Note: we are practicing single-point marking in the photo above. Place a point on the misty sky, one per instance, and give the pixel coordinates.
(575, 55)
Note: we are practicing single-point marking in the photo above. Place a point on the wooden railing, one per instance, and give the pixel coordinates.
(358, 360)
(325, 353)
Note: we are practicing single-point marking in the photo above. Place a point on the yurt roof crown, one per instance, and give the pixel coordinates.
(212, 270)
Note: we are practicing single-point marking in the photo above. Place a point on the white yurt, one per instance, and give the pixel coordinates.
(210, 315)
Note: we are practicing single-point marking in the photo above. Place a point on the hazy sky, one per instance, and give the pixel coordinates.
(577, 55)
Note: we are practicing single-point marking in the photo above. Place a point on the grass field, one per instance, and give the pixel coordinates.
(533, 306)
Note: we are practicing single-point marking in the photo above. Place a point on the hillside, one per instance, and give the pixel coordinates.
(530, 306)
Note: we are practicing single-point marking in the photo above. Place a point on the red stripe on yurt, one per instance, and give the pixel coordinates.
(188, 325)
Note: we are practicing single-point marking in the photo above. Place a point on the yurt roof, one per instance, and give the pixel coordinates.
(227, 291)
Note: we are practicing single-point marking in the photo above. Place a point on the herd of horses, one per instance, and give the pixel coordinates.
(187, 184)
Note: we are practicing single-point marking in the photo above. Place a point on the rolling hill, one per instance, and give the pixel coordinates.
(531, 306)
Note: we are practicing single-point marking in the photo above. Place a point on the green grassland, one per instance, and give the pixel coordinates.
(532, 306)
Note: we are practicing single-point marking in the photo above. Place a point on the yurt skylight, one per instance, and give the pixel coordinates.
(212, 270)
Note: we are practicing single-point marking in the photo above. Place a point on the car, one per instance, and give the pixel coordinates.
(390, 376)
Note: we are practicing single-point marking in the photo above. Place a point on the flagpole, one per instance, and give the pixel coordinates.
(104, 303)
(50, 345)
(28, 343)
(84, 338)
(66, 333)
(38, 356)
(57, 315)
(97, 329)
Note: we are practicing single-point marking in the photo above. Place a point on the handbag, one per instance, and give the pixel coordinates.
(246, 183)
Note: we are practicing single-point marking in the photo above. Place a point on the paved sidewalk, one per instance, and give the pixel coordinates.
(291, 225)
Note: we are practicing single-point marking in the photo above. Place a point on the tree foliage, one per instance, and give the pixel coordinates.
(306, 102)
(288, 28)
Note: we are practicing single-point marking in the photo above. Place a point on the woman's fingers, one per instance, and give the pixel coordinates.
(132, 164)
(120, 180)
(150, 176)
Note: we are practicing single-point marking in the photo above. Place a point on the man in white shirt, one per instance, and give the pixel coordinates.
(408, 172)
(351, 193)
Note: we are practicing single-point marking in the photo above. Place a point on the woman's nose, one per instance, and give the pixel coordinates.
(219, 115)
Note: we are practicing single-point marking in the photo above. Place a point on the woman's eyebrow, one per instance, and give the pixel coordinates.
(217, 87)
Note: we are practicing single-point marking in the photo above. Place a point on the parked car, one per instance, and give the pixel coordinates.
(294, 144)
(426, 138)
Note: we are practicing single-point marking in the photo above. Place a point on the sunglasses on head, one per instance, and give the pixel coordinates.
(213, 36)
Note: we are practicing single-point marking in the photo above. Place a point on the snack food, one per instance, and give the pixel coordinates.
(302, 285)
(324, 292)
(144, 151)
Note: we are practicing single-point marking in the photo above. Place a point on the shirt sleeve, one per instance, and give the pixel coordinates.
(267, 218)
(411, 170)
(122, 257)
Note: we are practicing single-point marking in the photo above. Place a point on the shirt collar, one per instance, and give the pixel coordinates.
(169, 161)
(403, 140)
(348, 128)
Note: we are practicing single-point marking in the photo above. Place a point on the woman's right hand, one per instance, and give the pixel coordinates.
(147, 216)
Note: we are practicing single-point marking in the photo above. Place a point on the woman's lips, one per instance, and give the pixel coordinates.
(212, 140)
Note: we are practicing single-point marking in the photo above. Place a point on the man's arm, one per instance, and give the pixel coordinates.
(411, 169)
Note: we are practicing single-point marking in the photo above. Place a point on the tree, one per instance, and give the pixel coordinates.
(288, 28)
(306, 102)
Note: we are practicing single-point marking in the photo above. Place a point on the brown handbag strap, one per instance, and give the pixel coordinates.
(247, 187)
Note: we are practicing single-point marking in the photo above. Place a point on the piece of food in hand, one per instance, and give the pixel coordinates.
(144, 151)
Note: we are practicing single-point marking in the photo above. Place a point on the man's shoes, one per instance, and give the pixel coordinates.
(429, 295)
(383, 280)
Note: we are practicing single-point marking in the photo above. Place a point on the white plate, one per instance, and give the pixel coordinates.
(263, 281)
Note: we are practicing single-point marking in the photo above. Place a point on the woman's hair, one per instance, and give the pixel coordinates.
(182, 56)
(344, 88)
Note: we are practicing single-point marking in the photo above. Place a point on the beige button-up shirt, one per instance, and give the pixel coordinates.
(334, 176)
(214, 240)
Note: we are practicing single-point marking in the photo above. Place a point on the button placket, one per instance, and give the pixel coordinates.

▸ **Your instructions**: Write out every entry above again, word for word and line for line.

▸ **Final answer**:
Note: we are practicing single-point marking in the photo above. Place a point on the misty sky, one per instance, and give the pixel coordinates.
(575, 55)
Note: we are practicing single-point marking in the photo above. Place a point on the wooden railing, one per instance, and give the pixel coordinates.
(358, 360)
(325, 353)
Note: we are practicing single-point marking in the photo above. Place a point on the yurt roof crown, one per instance, and give the pixel coordinates.
(212, 270)
Note: we are practicing single-point marking in the photo above. Place a point on the white yurt, one per instance, and give the pixel coordinates.
(210, 315)
Note: we are practicing single-point marking in the photo above. Place a point on the hazy sky, one per instance, and give the pixel coordinates.
(577, 55)
Note: we are practicing single-point marking in the photo above. Place a point on the grass field, one per instance, and give the pixel coordinates.
(533, 306)
Note: we are practicing single-point marking in the photo above. Place a point on the hillside, one per instance, and give the pixel coordinates.
(530, 306)
Note: we are practicing single-point marking in the photo above. Place a point on the red stripe on yurt, one per instance, and give the pixel coordinates.
(188, 325)
Note: we are practicing single-point marking in the photo above. Place a point on the yurt roof, one per instance, and give the pixel coordinates.
(227, 291)
Note: we are practicing single-point marking in the photo above. Place a point on the herd of horses, one per instance, and give the pixel coordinates.
(187, 184)
Note: we are practicing single-point marking in the photo above. Place a point on the rolling hill, one per instance, and give the pixel coordinates.
(531, 306)
Note: we are practicing single-point marking in the photo above. Place a point on the green grassland, one per instance, and give the pixel coordinates.
(532, 306)
Note: we are practicing single-point marking in the photo above. Place a point on the yurt skylight, one per instance, and give the pixel coordinates.
(212, 270)
Note: we are practicing single-point marking in the photo above. Place a point on the car, one per instance, and give the pixel coordinates.
(390, 376)
Note: we are practicing single-point marking in the photo above. Place a point on the flagpole, one per instance, and give the pixel coordinates.
(104, 303)
(50, 345)
(28, 343)
(84, 338)
(66, 333)
(38, 356)
(57, 315)
(97, 329)
Note: we are practicing single-point marking in the photo above. Place a point on the handbag, one per instance, and give the pixel coordinates.
(246, 183)
Note: we are practicing single-point marking in the photo above. Place a point on the paved sidewalk, one per instance, and give the pixel coordinates.
(291, 225)
Note: we are practicing single-point marking in the photo above. Place a point on the tree foliage, one per instance, and give the pixel coordinates.
(306, 102)
(288, 28)
Note: we are practicing single-point marking in the photo above. Place a point on the woman's fingers, one per instance, and give the pixel coordinates.
(132, 164)
(120, 180)
(150, 176)
Note: we are practicing single-point marking in the photo above. Place a point on the man in white shirt, one per instance, and give the pixel coordinates.
(408, 172)
(351, 193)
Note: we are practicing single-point marking in the photo above. Place a point on the woman's nose, one per instance, and give the pixel coordinates.
(219, 115)
Note: we are practicing single-point marking in the photo above. Place a point on the woman's eyebrow, one per instance, and give the pixel coordinates.
(217, 87)
Note: we are practicing single-point marking in the photo above. Place a point on the parked car, one per instance, and give the pixel coordinates.
(294, 144)
(426, 138)
Note: we are practicing single-point marking in the photo above. Place a point on the sunglasses on head, one per instance, and give the pixel coordinates.
(213, 36)
Note: we are practicing single-point marking in the photo above. Place a point on the snack food, one per instance, and give the pixel coordinates.
(302, 285)
(324, 292)
(144, 151)
Note: we are practicing single-point marking in the photo above. Place a point on the shirt sleeve, one per instance, and give the pixel coordinates.
(267, 218)
(411, 170)
(122, 257)
Note: we are practicing single-point marking in the photo above. Place a point on the shirt collar, one per instance, and give the pixel coordinates.
(169, 161)
(403, 140)
(348, 128)
Note: we are practicing single-point marking in the photo above. Place a point on the woman's right hand, one per instance, and give the pixel coordinates.
(147, 216)
Note: we are practicing single-point marking in the photo above. Place a point on the woman's lips, one per instance, and give the pixel coordinates.
(212, 140)
Note: we are practicing single-point marking in the photo above. Place a point on the man's arm, one per instance, and give the pixel coordinates.
(411, 169)
Note: we are practicing single-point marking in the photo above. Place a point on the tree, one per instance, and give the pixel coordinates.
(288, 28)
(306, 102)
Note: we are practicing single-point marking in the photo above. Place a point on the brown handbag strap, one per instance, and give the pixel coordinates.
(247, 187)
Note: we are practicing single-point marking in the photo above. Place a point on the piece of food in hand, one per instance, and give the pixel coordinates.
(144, 151)
Note: we are practicing single-point marking in the photo above. Place a point on the man's shoes, one per instance, and give the pixel coordinates.
(429, 295)
(383, 280)
Note: we are practicing single-point marking in the photo above. Place a point on the white plate, one per instance, and give the pixel coordinates.
(263, 281)
Note: we are practicing single-point marking in the photo above. Place a point on the woman's hair, one per instance, and give the pixel coordinates.
(182, 56)
(344, 88)
Note: we are practicing single-point marking in the photo above. Place a point on the beige button-up shirt, one per instance, and give the pixel coordinates.
(334, 176)
(214, 240)
Note: we are practicing single-point marking in the photo above. Place a point on the button placket, one per instance, and give the pixel coordinates.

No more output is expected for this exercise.